*What is being asked*:
Lines holding the string "Return" are the ones to copy; find them all in the data.

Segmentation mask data
----

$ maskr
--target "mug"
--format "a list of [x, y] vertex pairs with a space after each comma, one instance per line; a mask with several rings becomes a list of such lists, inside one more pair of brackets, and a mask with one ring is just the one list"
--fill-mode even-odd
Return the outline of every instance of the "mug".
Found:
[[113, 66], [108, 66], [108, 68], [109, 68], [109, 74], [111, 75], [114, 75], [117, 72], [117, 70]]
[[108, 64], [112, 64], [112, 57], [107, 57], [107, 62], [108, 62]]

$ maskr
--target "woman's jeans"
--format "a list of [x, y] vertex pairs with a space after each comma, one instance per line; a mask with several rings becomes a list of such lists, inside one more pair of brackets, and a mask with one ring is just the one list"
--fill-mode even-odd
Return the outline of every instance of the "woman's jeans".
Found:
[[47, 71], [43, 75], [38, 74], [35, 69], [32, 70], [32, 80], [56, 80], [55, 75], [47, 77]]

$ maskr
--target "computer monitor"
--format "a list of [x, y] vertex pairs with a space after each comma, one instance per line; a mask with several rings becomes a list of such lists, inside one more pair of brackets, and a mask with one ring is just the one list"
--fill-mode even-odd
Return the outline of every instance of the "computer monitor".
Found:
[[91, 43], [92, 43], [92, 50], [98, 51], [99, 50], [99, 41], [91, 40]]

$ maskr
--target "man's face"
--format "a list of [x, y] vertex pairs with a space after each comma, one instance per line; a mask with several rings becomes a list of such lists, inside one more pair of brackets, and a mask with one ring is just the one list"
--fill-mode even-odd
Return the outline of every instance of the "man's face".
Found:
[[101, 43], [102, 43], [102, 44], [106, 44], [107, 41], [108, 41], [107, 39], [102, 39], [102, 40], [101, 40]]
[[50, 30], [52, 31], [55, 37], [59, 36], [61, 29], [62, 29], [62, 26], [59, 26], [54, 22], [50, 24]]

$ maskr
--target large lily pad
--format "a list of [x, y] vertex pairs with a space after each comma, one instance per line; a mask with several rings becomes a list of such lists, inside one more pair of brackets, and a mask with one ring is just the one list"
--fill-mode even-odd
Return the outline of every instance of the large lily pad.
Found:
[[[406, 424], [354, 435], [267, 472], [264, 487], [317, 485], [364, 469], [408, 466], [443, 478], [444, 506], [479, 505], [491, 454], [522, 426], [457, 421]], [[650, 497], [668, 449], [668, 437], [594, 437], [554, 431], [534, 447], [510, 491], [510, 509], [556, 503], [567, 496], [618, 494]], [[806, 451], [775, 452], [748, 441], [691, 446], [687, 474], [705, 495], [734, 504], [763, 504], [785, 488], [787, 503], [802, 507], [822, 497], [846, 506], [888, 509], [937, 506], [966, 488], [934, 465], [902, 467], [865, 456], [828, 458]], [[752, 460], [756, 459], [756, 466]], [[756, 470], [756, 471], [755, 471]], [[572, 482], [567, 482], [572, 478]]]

----

*Written solution*:
Return the outline of every instance of the "mug".
Return the outline of every instance of the "woman's jeans".
Return the outline of every instance of the "computer monitor".
Return the outline of every instance of the "man's face".
Return the outline of every instance of the large lily pad.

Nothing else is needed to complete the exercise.